From the Great Mural Rock Art tradition found in rock shelters on the Baja California Peninsular in northwest Mexico. To the artistic and architectural traditions of the Mesoamericans in the south. Mexico has some of the world’s most spectacular prehistoric art and archaeological monuments. Over 190 of Mexico’s archaeological sites are managed by the country’s Instituto Nacional de Antropología e Historia enabling them to be open to the public. Each year they attract millions of visitors from all corners of the globe.
Visitors to Mexico can be assured that the government is taking the current global situation very seriously (see the government website for details). Many of the federal states in Mexico have been awarded the Safe Travels Stamp by the World Travel & Tourism Council. Crucially these states include Mexico City, Quintana Roo and Yucatán, the most popular tourist destinations in Mexico. Recognition from the WTTC indicates these states have adopted global health and hygiene protocols to ensure safe travel.
Not all archaeological and historical sites have reopened to the public. And for those that have, various measures and restrictions have been implemented to ensure distance is maintained between visitors. At Teotihuacán, for example, the number of visitors has been restricted and once admitted you are required to follow a set route. A route which no longer allows visitors to climb the Pyramids. These are in line with measures implemented at sites and museums throughout the world.
============
[OBJECTIVE 1]:
In the Mexico archaeology text, which organization awarded the Safe Travels Stamp?
[OBJECTIVE 2]:
Transcribe part of the Mexico archaeology text, beginning at the words "Visitors to Mexico" and stopping after "ensure safe travel.".
[OBJECTIVE 3]:
Pick up the Mexico archaeology text where it stops and continue it.
The listing comes from a source unrelated to the Mexico archaeology text.

[DATA SEGMENT]:
============
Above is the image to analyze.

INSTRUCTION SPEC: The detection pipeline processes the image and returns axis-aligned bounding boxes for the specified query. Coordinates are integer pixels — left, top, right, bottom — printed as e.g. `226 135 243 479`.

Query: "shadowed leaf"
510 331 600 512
============
[WRITTEN ANSWER 1]:
The World Travel & Tourism Council.

[WRITTEN ANSWER 2]:
Visitors to Mexico can be assured that the government is taking the current global situation very seriously (see the government website for details). Many of the federal states in Mexico have been awarded the Safe Travels Stamp by the World Travel & Tourism Council. Crucially these states include Mexico City, Quintana Roo and Yucatán, the most popular tourist destinations in Mexico. Recognition from the WTTC indicates these states have adopted global health and hygiene protocols to ensure safe travel.

[WRITTEN ANSWER 3]:
Mexico is divided into 31 federal states and one federal district (Mexico City). These are variously divided into six different regions, as follows:
Deep in the Sierra de San Francisco of Baja California is a concentration of some of the world’s most extraordinary rock art sites. The so-called Great Mural paintings made by hunters and gatherers before the arrival of Jesuit missionaries in the area. What makes the depictions here so extraordinary is their size. Around the country are some equally intriguing sites, such as the Las Labradas petroglyphs on the beach facing the Pacific Ocean.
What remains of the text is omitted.